# WORK INSTRUCTIONS
Set down every entry once more, character for character.

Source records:
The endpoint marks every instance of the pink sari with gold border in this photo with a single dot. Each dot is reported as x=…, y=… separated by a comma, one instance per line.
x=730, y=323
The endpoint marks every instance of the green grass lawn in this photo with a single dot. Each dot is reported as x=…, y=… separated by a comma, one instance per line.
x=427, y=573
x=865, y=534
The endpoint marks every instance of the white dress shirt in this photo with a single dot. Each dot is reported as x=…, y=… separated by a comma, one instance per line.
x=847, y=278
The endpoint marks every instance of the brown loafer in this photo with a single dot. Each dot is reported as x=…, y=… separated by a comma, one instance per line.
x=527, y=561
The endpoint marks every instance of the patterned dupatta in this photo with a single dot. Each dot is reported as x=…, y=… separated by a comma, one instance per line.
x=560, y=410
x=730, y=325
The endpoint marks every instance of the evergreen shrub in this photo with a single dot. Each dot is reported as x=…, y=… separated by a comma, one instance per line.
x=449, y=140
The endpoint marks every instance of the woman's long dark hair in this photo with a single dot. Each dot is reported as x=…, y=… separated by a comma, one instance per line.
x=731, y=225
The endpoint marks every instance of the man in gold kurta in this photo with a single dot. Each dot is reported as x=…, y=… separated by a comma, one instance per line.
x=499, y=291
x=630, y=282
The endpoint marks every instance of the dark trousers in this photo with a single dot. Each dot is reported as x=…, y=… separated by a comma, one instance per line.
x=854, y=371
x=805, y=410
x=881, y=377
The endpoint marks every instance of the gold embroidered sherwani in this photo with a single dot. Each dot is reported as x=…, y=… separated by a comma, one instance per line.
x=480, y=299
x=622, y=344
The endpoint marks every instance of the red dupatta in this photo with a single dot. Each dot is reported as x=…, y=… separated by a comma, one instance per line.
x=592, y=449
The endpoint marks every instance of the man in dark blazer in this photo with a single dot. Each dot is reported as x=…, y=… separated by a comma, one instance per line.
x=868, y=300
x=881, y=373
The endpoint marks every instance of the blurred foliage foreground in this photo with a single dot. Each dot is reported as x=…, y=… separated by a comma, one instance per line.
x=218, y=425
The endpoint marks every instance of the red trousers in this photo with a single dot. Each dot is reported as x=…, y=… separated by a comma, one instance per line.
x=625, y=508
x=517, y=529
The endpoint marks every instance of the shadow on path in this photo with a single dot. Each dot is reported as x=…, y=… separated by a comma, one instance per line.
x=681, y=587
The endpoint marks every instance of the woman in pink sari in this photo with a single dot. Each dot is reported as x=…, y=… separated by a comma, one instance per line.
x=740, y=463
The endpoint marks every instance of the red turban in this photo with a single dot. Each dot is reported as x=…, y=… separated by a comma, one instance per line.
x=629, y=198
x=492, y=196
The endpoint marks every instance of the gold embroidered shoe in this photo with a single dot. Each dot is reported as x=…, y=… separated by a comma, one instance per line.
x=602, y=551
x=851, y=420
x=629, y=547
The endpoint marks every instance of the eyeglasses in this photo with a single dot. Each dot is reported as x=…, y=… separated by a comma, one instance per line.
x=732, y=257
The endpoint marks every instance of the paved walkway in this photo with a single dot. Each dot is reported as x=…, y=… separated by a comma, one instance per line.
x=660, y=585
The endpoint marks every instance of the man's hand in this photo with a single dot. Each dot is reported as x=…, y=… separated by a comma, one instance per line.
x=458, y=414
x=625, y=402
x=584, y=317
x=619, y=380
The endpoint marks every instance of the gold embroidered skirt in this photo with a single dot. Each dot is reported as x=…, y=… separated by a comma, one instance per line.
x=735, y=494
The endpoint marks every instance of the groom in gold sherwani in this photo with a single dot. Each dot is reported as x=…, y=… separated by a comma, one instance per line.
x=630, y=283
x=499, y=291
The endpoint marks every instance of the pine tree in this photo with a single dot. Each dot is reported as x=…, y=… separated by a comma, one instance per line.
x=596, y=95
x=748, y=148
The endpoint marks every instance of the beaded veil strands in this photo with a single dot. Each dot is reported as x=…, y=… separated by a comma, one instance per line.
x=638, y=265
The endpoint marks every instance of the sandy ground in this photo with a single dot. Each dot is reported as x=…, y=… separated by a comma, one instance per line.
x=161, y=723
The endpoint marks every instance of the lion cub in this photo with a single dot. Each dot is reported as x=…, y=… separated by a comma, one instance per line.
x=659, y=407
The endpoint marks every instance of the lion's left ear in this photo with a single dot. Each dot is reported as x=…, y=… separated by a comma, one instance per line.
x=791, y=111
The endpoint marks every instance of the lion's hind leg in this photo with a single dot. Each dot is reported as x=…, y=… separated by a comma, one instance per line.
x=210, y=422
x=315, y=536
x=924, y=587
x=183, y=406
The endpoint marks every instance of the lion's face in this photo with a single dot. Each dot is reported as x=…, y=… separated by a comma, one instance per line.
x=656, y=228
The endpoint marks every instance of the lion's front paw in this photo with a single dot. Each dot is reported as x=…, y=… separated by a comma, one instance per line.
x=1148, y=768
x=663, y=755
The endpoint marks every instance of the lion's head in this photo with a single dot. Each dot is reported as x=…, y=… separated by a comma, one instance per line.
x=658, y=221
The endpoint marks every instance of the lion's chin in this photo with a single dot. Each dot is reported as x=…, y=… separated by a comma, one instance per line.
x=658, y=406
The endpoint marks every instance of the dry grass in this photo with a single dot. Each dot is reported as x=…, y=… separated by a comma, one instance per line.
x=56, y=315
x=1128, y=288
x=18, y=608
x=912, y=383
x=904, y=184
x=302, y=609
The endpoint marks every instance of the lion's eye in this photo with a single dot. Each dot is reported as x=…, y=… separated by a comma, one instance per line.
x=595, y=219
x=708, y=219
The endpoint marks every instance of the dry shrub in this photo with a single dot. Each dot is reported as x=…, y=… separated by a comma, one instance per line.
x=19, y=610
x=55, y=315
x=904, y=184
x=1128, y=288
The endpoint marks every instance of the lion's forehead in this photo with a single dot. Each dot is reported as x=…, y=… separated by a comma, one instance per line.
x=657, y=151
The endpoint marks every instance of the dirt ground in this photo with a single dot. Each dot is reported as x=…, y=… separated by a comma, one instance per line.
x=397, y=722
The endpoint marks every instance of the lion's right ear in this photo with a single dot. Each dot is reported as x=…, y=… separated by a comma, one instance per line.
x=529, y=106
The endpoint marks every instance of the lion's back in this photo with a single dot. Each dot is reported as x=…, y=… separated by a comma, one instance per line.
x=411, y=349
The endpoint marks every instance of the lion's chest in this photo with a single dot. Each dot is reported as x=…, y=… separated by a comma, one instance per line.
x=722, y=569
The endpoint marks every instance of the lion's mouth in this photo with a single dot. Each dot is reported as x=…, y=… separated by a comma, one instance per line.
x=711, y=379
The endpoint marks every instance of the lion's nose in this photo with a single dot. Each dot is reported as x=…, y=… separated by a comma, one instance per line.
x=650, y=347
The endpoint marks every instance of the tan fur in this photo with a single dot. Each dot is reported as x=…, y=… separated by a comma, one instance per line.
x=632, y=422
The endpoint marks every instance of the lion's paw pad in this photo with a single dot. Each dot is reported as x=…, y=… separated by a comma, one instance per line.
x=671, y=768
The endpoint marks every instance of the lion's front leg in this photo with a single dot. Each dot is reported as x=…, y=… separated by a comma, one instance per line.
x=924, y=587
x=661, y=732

# RESPONSE
The endpoint marks every instance of the pink sari with gold border in this photo with a single dot. Each dot is reported as x=…, y=… separated by a comma, one instance per line.
x=730, y=323
The endpoint marks every instance of the green grass lawn in this photo with a single dot. Each dot is reported as x=…, y=… separated by a comma, one instance per line.
x=427, y=573
x=865, y=534
The endpoint marks every instance of the white dress shirt in this photo with a single dot. Each dot is reported as x=…, y=… separated by a comma, one instance per line.
x=847, y=278
The endpoint marks every instance of the brown loafer in this photo with a single dot. Each dot is reported as x=…, y=… separated by a comma, one instance per line.
x=527, y=561
The endpoint marks every instance of the patterned dupatta in this photo with a single dot. Each dot is reported as x=…, y=… separated by a comma, one instance per line.
x=560, y=410
x=730, y=325
The endpoint marks every instance of the evergreen shrub in this photo with a single dot. Each dot is reported as x=…, y=… separated by a comma, one instance per line.
x=449, y=140
The endpoint marks every instance of the woman's long dark hair in this photo with a single dot. Each dot is reported as x=…, y=… separated by a comma, one instance per line.
x=731, y=225
The endpoint marks every instance of the man in gold kurta in this photo with a single dot. Each dot is reported as x=…, y=… separated by a comma, one instance per line.
x=499, y=291
x=630, y=282
The endpoint marks every instance of the dark trousers in this photo with a single dot. Each dot is reported as x=…, y=… separated by a comma, one instance per line.
x=854, y=371
x=805, y=410
x=881, y=377
The endpoint marks every instance of the gold embroidered sherwani in this photo with a single dot. Each dot is reported as x=…, y=… separated by a comma, one instance per line.
x=480, y=299
x=622, y=344
The endpoint marks every instance of the red dupatta in this photo with a single dot. Each dot is reported as x=…, y=… separated by a comma, one instance per line.
x=592, y=449
The endpoint marks every instance of the man in dark blazer in this photo with a single dot. Each dot is reported as x=…, y=… separated by a comma, one instance per line.
x=868, y=300
x=881, y=373
The endpoint marks every instance of the blurred foliage foreground in this photo with a single dot. Each dot is reported as x=…, y=… separated by a comma, one instance per line.
x=218, y=425
The endpoint marks every instance of the red trousers in this photo with a single dot. Each dot is reported as x=…, y=… separated by a comma, one instance per line.
x=625, y=508
x=517, y=529
The endpoint marks every instance of the shadow on path in this photo with a single dot. Each dot is reported as x=…, y=… separated by a comma, one instance per line.
x=681, y=587
The endpoint marks every instance of the woman in pink sari in this photo with a single dot. Each dot is reported as x=…, y=… separated by a comma, one instance per line.
x=740, y=463
The endpoint marks every instance of the red turban in this photo with a single dot. Each dot is reported as x=…, y=… separated by a comma, one instance per line.
x=629, y=198
x=492, y=196
The endpoint marks every instance of the gold embroidered shoe in this photo with a single dot. Each dot is reported as x=…, y=… separated by a comma, one instance per line.
x=602, y=551
x=851, y=420
x=629, y=547
The endpoint marks every instance of the eyeglasses in this photo with a single dot. Each dot is reported as x=…, y=… separated by a comma, one instance per line.
x=732, y=257
The endpoint marks every instance of the paved walkway in this photo with a single dot. Each dot is reported as x=…, y=… separated by a comma, one instance per line.
x=660, y=585
The endpoint marks every instance of the man's hand in this photo with a single dot. Each dot is reported as x=…, y=… separated by a comma, one instance per line.
x=458, y=414
x=625, y=402
x=584, y=317
x=619, y=380
The endpoint marks every instance of the gold embroidered skirt in this photo with a single dot. Each dot is reported as x=…, y=… separated by a comma, one instance per line.
x=735, y=494
The endpoint marks every instance of the groom in gold sherwani in this photo with a single dot. Each dot is reported as x=…, y=… separated by a comma, one instance per line.
x=630, y=283
x=499, y=291
The endpoint marks every instance of the pine tree in this photo with a single dot. Each dot is reported as x=…, y=… separated by a comma, one instance per line.
x=596, y=95
x=748, y=148
The endpoint marks every instance of the beaded veil strands in this photo with a single dot. Each dot is reported as x=…, y=… separated by a comma, one instance per line.
x=638, y=265
The endpoint marks every instance of the sandy ground in this photo with a single dot. Each dot is reported as x=…, y=… separated by a comma, one instance per line.
x=161, y=723
The endpoint marks every instance of the lion cub in this photo with a single dot. Each dot is reported as x=…, y=… separated by a comma, one instance per line.
x=659, y=407
The endpoint marks every instance of the lion's left ear in this photo with a single dot. Each dot is reported as x=…, y=… separated by a comma, one instance per line.
x=791, y=111
The endpoint marks every instance of the lion's hind leg in this photo with a single dot. Each dot is reported as x=…, y=… separated by a comma, one instance per line.
x=210, y=422
x=315, y=536
x=924, y=587
x=183, y=406
The endpoint marks every instance of the lion's face in this photo with a single dot. Each dot is reported as x=…, y=… separated by a comma, one instance per line.
x=656, y=228
The endpoint marks every instance of the lion's front paw in this photo with a single dot. Each dot is reported as x=…, y=… separated by a comma, one instance per line.
x=1148, y=768
x=663, y=755
The endpoint marks every instance of the lion's head in this photo with a single dot. Each dot is reported as x=…, y=… separated by a comma, one instance per line.
x=658, y=221
The endpoint marks every instance of the lion's chin in this photo with a single dot. Each dot is reported as x=…, y=… separated by a comma, one instance per line.
x=658, y=406
The endpoint marks every instance of the dry grass in this photo with a single dot. Each dot is reported as x=…, y=… separated by a comma, one instance per line.
x=56, y=315
x=1128, y=288
x=18, y=608
x=912, y=383
x=904, y=184
x=302, y=609
The endpoint marks every instance of the lion's eye in this photo with a single dot. Each dot is reported as x=…, y=… separated by a comma, one instance per line.
x=595, y=219
x=708, y=219
The endpoint marks every instance of the dry shrub in this photo with a single dot. Each dot is reported as x=…, y=… separated by a comma, one instance per line.
x=19, y=610
x=55, y=315
x=904, y=184
x=1128, y=288
The endpoint marks every instance of the lion's forehead in this photo with a single dot. Each dot is reported as x=…, y=… separated by a comma, one instance per line.
x=657, y=151
The endpoint marks every instance of the dirt ground in this photo with a single dot. Each dot is reported as x=…, y=… separated by a comma, one instance per line.
x=397, y=722
The endpoint marks every instance of the lion's right ear in this photo with a single dot. Each dot is reported as x=…, y=… separated by a comma, one instance per line.
x=529, y=106
The endpoint marks every instance of the lion's back in this photo with a single dot. Each dot is reported as x=…, y=… separated by a comma, one instance per line.
x=411, y=349
The endpoint marks every instance of the lion's chest in this photo with a single dot. Each dot is reported as x=…, y=… separated by a comma, one instance per line.
x=722, y=569
The endpoint marks every instance of the lion's mouth in this photo with a single dot. Each dot is reported as x=…, y=… separated by a comma, one instance per line.
x=711, y=379
The endpoint marks every instance of the lion's nose in this photo with a single dot. Each dot is reported as x=…, y=… separated by a comma, one instance per line.
x=650, y=347
The endpoint marks every instance of the tan fur in this photo with a single dot. Each dot is reported as x=…, y=… separated by a comma, one instance per line.
x=632, y=422
The endpoint marks every instance of the lion's paw pad in this photo with a single dot. Each dot is reported as x=…, y=… separated by a comma, one instance per line.
x=671, y=768
The endpoint marks every instance of the lion's front leg in this photo with a single dot. Each dot is reported as x=…, y=… separated by a comma, one instance per line.
x=924, y=587
x=661, y=732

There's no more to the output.